> Work to do:
(A) Using the Doctor Who comic review, answer these questions:
(i) What is the former Lord President accepting in return for sharing his race's knowledge?
(ii) When was the story first being released in monthly or bimonthly issues?
(iii) Who devised the ending for the Four Doctors story?
(B) Transcribe the stretch of the Doctor Who comic review from "The biggest stumbling" through "satisfying and neat.".
(C) Pick up the Doctor Who comic review after its last sentence and continue writing it.
>> Start Reading text
But it is the Twelfth Doctor who is facing the eye of the storm and discovering what his Cybermen nemeses are intending to do, not only with the wider cosmos, but with the  temporal flow of causality itself. It soon becomes clear that this Doctor’s apparent triumph over Rassilon (in Hell Bent) was only short-lived. The alternately legendary and reviled keystone figure in Gallifrey’s history (depending on when in his elongated lifespan) is now truly betraying his own kind, by allowing the Cybermen to have access to the higher technology of his race. In return for this 'sharing' of superior knowledge, the former Lord President is accepting some Cyber ‘enhancements’ to his own person.


The initial two issues of this arc were separately reviewed on this site last year, and the consensus was that the initial foundations were promising.

So the logical question is: does the conclusion deliver?

In a nutshell - this is a satisfying romp  for the general time required to read through it. And as a collected edition it also perhaps reads in the best way, for one to enjoy such a large scale and ambitious type of story. When this story was first being released every month (or every other month) in the second half of 2016, sometimes the wait between issues highlighted how sparse was the material that most of the starring Doctors were given. 

The key premise of the Cybermen looking to master both space and time is perhaps not new when one is to consider the likes of Attack of the Cybermen and Silver Nemesis, but with all due respect to those 1980s stories, the ideas at work here are that much stronger. Also, the limitless 'budget' of comics is also put to better use than was ever the case with those TV outings’ resources. The Doctor rarely is put under such immediate pressure as in this tale, and it is refreshing to have his other selves being so helpless and threatening to drag down the ‘present’ (Capaldi) incumbent. There are plenty of moments of high drama, with full-on ‘shock effect’ as various associates, or close friends of the Doctor(s) are seemingly slain, or coldly assimilated by the impassive forces of the Cybermen.

The biggest stumbling block for this distinctly ambitious story is that the jeopardy is raised to such intense levels that the final method of bringing things to a close verges on deus ex machina. Yet it does see some welcome character development for one of the main antagonists, that arguably was not the most easy to anticipate based on much of the previous storyline. If one were to look for how strong the conclusion is overall, such as by comparing it with the prior year’s Titan comic event, then it is clear that the ending Paul Cornell devised for his Four Doctors story was just that margin more satisfying and neat.
>> End Reading text
>> Start Source material
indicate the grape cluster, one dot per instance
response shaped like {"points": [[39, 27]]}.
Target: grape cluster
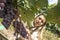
>> End Source material
> Answers by task:
(A)
(i) Some Cyber 'enhancements' to his own person.
(ii) In the second half of 2016.
(iii) Paul Cornell.

(B)
The biggest stumbling block for this distinctly ambitious story is that the jeopardy is raised to such intense levels that the final method of bringing things to a close verges on deus ex machina. Yet it does see some welcome character development for one of the main antagonists, that arguably was not the most easy to anticipate based on much of the previous storyline. If one were to look for how strong the conclusion is overall, such as by comparing it with the prior year’s Titan comic event, then it is clear that the ending Paul Cornell devised for his Four Doctors story was just that margin more satisfying and neat.

(C)
Also, whilst it was brave to force the Twelfth Doctor to be the one regeneration to have the key to the puzzle, it is a little frustrating that the Doctor’s various companions are so passive here – again Cornell’s story was mindful of keeping the considerable precedent of the assistant role being crucial to the Doctor’s fortunes. As an introduction to those not so familiar with Doctors of past times – even in the recent decades – this adventure does fine work in maintaining key defining traits. The Eleventh Doctor is as light hearted and unflappable in the face of danger, as the most striking turns Matt Smith contributed on-screen. The Tenth Doctor has those hints of darkness and fury, such is the relatively short period that has occurred since the Time War. The Ninth Doctor’s relatively macho and assertive nature is well captured, and despite the human casualties that assault his senses, he still has that firm core belief in his ability to rescue victory from the jaws of defeat. Titan had also done a fine job in their ongoing regular comic lines to introduce teasers for this saga by having Doctors from the classic era of 1963-1989 pop up , and this is executed well in the main story by having further glimpses of the TV Time Lords of yesteryear..There are also some other pleasing references that operate in relieving the often relentlessly grim vibe – such as the mention of the 'Kessel Run' by the Ecclestone version of the Doctor.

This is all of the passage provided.